The one and only relationship i ever had was i guess the worst break up...lol...after being with him for 6 years, he proposed to me the christmas before last in front of my family and then he broke up with me for another girl he met while he was in school just 2 months after he got on his one knee....but they are happy now and i wish them the best of luck, because obviously we werent meant for each other.
I'd been dating a guy for two years, was head over heels for him, he became my best friend confidant etc...was over there one weekend and we were talking and I told him how my biggest fear was to just be forgotten again(as that is what had happend with previous relationships they just "forgot" to ever call me again)..... after I left I didn't hear from him for two weeks (used to talking everyday) he wouldn't answer his phone, then when I finally got a call from him he told me that "it just didn't feel right" I was devistated
I walked in on my ex and one of the guys she went to school with. I just turned around and walk out of the situation for good. That isn't the worst of it. About a month later people were asking me how I could that to someone. Apparently she told everyone she knew that I had been caught cheating on her. I may have lost a girlfriend but I did gain a couple of great friends. Her dad and brothers and I still get along great. which burns her everytime she thinks about it. And I'm loving it.
ok, lets share this with complete strangers...lol...
my worst, i was working on the cruise ship....i was working a 6 month contract...i was in bermuda...and on my birthday, i call my girl back home...i was feeling all alone..i missed her...and needed to hear a warm loving voice....and she tells me that she wants to tell me something....she has been having an affair for 2 months...i had been away from home for 3 mths..and she told me she wanted to break up with me.....
it was the worst.....
so from home....
and on my birthday....
and the thought of her with someone else...and someone i thought would never ever do that to me....
Hallo to you,how are you..I must say so many tragic things that happened and I thought one of mine could compare it doesn't even come close to these bad deals..My worst was my last,because I never thought I could end something before I stoped loving them,but had to..
He he he - worst breakup? how about my marriage - it went something like this
Me: "what's wrong, you've avoided the question for months, and don't tell me you're tired or stressed -tell me the truth"
————————
TASK OBJECTIVE:
List every length of time written with a numeral in the breakup posts above, in the order it appears.

(Image object location entries)
————————
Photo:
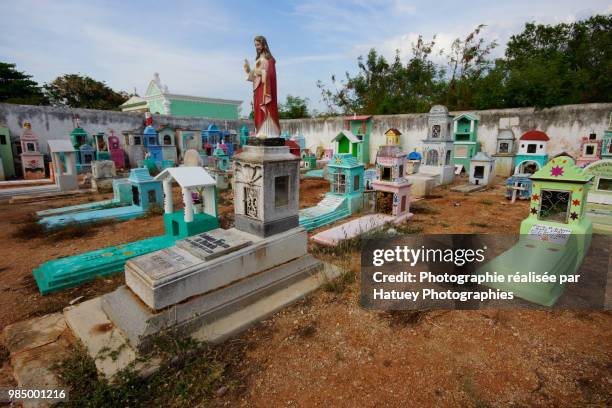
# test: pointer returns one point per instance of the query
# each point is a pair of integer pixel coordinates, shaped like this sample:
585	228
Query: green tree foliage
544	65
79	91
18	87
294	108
————————
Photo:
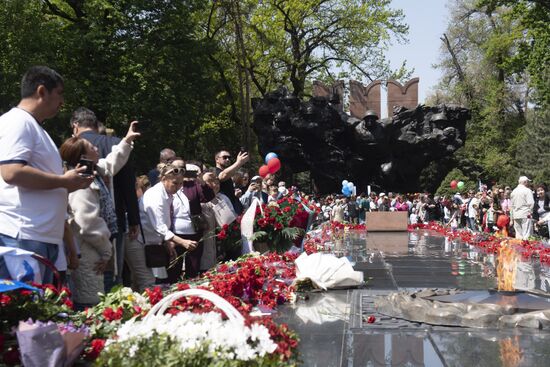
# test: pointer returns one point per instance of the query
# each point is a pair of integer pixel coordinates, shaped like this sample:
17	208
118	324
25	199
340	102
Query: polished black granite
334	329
————————
WRITTEN ANSWER:
6 years
2 months
6 month
2 months
3 mths